◆ **Stated task**
Print everything in the Beaufort County tax passage from "15. On 10 June, 1909, the" down to "to accept same.".

◆ **Source extract**
--- Start ---

13. At the meeting of the Board of County Commissioners of Beaufort County, and upon the request of plaintiff, the plaintiff and his attorney appeared before the said board, and after inquiry, the said board of commissioners, over the plaintiff's protest, adopted the following resolution:

"It appearing to the satisfaction of the board that Fred. Wolfenden's solvent credits were listed for the year 1908 at $8,000, and it appearing upon further investigation that the actual value was $22,500, it is now. therefore, ordered, adjudged and decreed that he be charged for the difference, which is $14,500; amount of tax $116."

14. On 4 June, 1909, the plaintiff paid to George E. Ricks, Sheriff of Beaufort County and tax collector, the sum of $116, being tax on $14,500, under protest, in writing, that the assessment of said tax was contrary to law. After the first Monday in March, 1909, and before 4 June, 1909, plaintiff had paid to George E. Ricks, sheriff and tax collector of Beaufort County, the taxes which had been assessed against him on the said notes, which had been listed by him for the sum of $8,000, net, that is $11,000, from which was deducted the $3,000 due and owing plaintiff — that is, the plaintiff paid the taxes assessed on said $8,000 as the value of said notes.

15. On 10 June, 1909, the plaintiff demanded of J.F. Taylor, Treasurer of Beaufort County, a return of said sum of $116; the said amount has not been returned, and defendant still refuses to return the same, except the sum of $24, being the taxes on $3,000, the amount of the indebtedness of plaintiff on 1 June, 1908, and for which the said notes had been duly pledged as aforesaid, as collateral security. The sum of $24 defendant has offered to return and has tendered tot he plaintiff, defendant admitting that said sum of $24 should not have been collected by the sheriff, by reason of the fact that plaintiff was entitled to have deducted from the actual value of said notes the amount of his indebtedness, to wit, $3,000. Plaintiff has refused to accept same.

--- End ---

◆ **Information provided**
--- Start ---

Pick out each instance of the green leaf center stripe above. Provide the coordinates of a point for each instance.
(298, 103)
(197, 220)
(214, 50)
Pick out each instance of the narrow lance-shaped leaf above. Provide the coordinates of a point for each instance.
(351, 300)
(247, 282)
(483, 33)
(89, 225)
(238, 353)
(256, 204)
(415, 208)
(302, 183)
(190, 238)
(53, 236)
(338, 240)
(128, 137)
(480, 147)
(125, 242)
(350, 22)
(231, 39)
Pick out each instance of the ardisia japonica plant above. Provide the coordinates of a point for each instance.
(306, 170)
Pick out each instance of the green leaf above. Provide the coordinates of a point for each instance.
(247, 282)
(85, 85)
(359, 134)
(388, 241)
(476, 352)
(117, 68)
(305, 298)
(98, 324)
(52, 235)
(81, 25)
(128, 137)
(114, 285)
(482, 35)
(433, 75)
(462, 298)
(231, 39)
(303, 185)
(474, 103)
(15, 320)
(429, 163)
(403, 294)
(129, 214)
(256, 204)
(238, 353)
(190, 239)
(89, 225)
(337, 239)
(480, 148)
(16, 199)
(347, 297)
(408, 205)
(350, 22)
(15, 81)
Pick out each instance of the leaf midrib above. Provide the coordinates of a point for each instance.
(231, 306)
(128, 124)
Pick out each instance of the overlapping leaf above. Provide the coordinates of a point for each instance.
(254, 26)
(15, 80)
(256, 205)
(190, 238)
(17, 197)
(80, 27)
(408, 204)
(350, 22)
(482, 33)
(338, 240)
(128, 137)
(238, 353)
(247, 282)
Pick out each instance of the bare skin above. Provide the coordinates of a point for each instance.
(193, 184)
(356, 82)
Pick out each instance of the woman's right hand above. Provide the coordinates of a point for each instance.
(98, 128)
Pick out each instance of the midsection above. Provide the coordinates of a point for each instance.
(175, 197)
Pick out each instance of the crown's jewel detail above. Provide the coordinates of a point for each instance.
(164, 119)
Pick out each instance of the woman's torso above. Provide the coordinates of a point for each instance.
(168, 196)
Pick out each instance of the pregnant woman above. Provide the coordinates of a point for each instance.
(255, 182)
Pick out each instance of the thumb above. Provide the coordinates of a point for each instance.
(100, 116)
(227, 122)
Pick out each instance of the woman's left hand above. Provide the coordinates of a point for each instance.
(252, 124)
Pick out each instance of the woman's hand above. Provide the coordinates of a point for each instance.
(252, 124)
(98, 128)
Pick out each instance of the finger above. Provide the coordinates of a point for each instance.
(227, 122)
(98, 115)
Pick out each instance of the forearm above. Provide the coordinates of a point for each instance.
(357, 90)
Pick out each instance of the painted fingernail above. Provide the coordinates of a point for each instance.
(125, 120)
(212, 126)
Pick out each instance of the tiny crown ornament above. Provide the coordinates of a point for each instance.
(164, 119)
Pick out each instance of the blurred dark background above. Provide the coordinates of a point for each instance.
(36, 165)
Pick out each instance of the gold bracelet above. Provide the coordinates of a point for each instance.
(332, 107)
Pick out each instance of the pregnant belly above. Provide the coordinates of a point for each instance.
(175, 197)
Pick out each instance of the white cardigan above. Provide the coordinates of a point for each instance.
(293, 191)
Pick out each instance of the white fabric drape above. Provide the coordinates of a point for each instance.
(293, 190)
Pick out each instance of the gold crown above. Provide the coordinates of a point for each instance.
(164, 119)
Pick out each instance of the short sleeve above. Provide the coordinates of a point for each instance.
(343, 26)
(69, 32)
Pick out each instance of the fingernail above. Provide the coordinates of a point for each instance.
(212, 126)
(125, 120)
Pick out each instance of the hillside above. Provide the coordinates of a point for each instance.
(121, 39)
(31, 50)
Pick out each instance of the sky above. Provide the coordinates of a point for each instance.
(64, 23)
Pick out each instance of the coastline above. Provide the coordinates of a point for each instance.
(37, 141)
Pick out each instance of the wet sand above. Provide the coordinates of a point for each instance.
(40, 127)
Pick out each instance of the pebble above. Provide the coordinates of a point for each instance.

--- End ---

◆ **Exercise answer**
15. On 10 June, 1909, the plaintiff demanded of J.F. Taylor, Treasurer of Beaufort County, a return of said sum of $116; the said amount has not been returned, and defendant still refuses to return the same, except the sum of $24, being the taxes on $3,000, the amount of the indebtedness of plaintiff on 1 June, 1908, and for which the said notes had been duly pledged as aforesaid, as collateral security. The sum of $24 defendant has offered to return and has tendered tot he plaintiff, defendant admitting that said sum of $24 should not have been collected by the sheriff, by reason of the fact that plaintiff was entitled to have deducted from the actual value of said notes the amount of his indebtedness, to wit, $3,000. Plaintiff has refused to accept same.